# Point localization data
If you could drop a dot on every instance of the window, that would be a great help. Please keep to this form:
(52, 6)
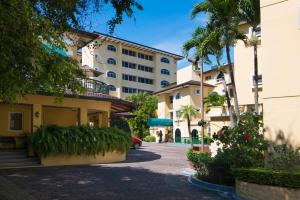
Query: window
(165, 71)
(111, 74)
(171, 99)
(145, 56)
(128, 77)
(207, 77)
(142, 91)
(259, 80)
(145, 68)
(145, 80)
(219, 77)
(16, 121)
(111, 61)
(112, 88)
(128, 90)
(165, 60)
(231, 92)
(111, 48)
(178, 113)
(164, 83)
(128, 65)
(128, 52)
(171, 115)
(198, 92)
(178, 96)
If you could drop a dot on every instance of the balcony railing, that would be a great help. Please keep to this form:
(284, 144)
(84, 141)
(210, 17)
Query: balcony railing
(94, 86)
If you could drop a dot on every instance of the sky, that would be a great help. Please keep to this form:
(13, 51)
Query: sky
(162, 24)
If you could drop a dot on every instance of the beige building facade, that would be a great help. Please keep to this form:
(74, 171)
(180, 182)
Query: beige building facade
(187, 91)
(278, 67)
(128, 67)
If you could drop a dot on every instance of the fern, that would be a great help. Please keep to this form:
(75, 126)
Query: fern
(82, 140)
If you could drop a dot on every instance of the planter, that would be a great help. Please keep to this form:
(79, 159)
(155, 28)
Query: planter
(58, 160)
(251, 191)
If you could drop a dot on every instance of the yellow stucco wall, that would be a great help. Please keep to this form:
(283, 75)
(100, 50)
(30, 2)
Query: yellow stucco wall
(4, 119)
(60, 116)
(280, 63)
(244, 69)
(102, 54)
(58, 160)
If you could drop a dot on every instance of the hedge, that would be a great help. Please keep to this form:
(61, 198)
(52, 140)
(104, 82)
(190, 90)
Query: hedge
(78, 140)
(265, 176)
(150, 138)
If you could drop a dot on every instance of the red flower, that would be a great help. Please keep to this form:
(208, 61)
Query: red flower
(246, 137)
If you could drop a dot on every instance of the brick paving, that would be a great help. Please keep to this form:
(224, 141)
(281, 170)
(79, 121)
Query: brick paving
(154, 172)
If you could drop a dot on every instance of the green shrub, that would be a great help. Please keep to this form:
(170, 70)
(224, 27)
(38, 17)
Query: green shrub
(79, 140)
(199, 161)
(264, 176)
(243, 145)
(214, 170)
(283, 157)
(149, 138)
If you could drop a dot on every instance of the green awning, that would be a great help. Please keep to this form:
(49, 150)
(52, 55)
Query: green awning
(159, 122)
(56, 50)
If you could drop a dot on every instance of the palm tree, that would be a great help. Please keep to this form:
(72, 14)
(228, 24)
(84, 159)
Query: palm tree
(224, 18)
(207, 42)
(250, 13)
(188, 112)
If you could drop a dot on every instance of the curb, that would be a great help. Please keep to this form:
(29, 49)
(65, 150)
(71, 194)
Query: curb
(224, 191)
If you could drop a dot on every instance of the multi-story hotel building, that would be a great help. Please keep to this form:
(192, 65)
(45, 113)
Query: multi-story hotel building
(279, 68)
(128, 67)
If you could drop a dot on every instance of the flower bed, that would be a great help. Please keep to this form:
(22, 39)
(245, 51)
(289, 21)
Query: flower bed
(79, 145)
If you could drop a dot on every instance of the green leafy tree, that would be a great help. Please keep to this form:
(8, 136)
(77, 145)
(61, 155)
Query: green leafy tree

# Work required
Say, as a number only, how many lines of the data contain "leafy".

# Exercise answer
2